§ SHORT TASK
Find each line in the records below that contains the string "church" and copy those lines out. Case counts.
* begin SUPPLIED MATERIAL *
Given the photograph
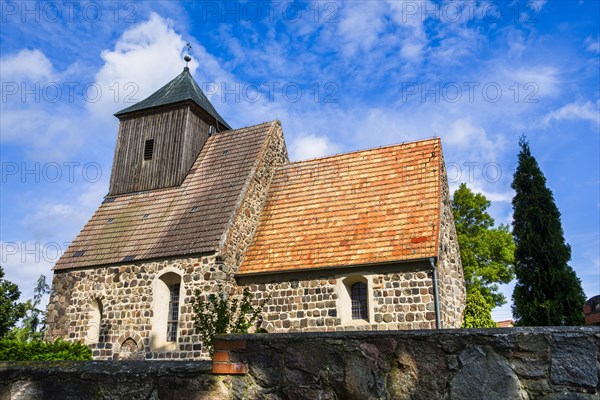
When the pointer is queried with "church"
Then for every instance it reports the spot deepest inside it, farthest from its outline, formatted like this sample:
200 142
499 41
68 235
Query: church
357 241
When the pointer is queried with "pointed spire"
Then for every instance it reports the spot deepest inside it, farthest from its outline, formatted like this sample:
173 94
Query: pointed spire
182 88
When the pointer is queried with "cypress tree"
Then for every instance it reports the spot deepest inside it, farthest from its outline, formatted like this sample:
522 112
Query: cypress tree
* end SUPPLIED MATERIAL *
* begin SUPPLIED MATERIAL *
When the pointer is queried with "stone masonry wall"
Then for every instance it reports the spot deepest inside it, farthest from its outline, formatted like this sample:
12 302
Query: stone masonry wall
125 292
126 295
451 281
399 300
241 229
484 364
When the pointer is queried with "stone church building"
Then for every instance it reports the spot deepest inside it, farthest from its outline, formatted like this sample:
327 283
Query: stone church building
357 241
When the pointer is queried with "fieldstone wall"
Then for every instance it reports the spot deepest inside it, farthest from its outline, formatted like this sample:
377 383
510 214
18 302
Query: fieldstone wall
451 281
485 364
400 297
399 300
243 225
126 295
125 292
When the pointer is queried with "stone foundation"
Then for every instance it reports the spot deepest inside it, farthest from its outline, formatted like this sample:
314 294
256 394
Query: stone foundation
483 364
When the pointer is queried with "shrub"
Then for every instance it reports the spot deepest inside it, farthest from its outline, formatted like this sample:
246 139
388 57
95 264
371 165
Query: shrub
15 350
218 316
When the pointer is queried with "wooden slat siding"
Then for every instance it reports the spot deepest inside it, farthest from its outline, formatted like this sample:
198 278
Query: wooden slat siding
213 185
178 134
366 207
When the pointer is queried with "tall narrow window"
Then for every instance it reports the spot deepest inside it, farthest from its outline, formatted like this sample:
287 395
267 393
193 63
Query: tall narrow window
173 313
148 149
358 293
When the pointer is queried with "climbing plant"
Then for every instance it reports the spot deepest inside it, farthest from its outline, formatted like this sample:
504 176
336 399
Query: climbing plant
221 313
* end SUPPLIED MATERIAL *
* begin SUPPLIED MATERIAL *
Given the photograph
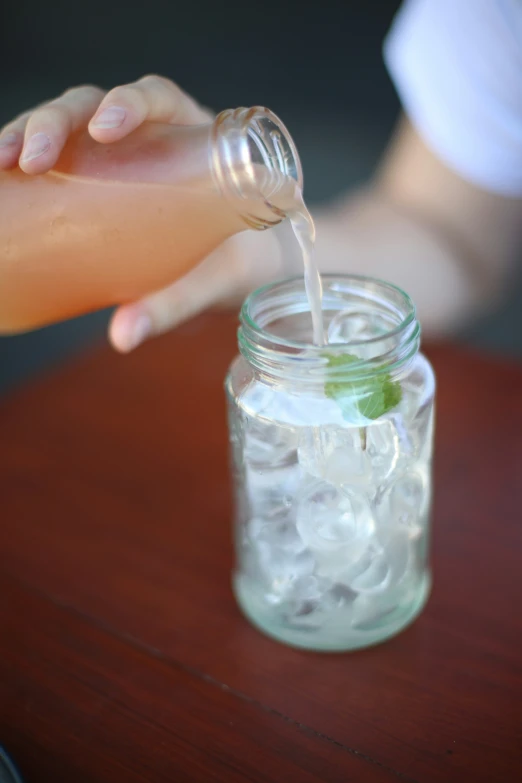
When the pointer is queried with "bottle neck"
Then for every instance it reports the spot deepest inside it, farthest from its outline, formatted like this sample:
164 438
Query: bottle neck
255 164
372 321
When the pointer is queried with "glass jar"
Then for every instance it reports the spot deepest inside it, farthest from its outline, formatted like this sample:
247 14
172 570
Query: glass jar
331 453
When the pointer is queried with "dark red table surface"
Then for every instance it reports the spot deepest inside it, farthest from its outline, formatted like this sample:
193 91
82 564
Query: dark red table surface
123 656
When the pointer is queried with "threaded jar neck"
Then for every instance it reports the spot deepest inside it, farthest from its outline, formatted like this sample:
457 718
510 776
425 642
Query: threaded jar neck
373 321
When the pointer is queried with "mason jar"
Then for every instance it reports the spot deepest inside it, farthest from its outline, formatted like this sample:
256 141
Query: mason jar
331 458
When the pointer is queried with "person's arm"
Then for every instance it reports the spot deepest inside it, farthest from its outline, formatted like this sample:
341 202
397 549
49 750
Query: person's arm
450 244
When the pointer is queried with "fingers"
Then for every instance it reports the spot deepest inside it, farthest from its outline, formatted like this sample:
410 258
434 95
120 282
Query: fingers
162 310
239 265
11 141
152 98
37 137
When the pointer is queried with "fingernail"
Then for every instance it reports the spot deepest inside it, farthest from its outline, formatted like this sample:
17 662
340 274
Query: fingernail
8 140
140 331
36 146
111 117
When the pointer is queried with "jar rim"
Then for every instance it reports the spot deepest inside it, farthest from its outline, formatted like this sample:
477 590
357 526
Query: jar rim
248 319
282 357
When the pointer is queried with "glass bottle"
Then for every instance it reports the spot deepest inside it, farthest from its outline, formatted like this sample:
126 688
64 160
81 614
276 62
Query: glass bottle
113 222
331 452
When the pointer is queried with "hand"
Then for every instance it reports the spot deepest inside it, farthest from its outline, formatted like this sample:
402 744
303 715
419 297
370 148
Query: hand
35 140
* end SUPPLIED MATERIAL *
§ EXERCISE RESPONSE
When the pointer is queried with "church"
Query: church
When the pointer is queried with "stone church building"
Query: stone church building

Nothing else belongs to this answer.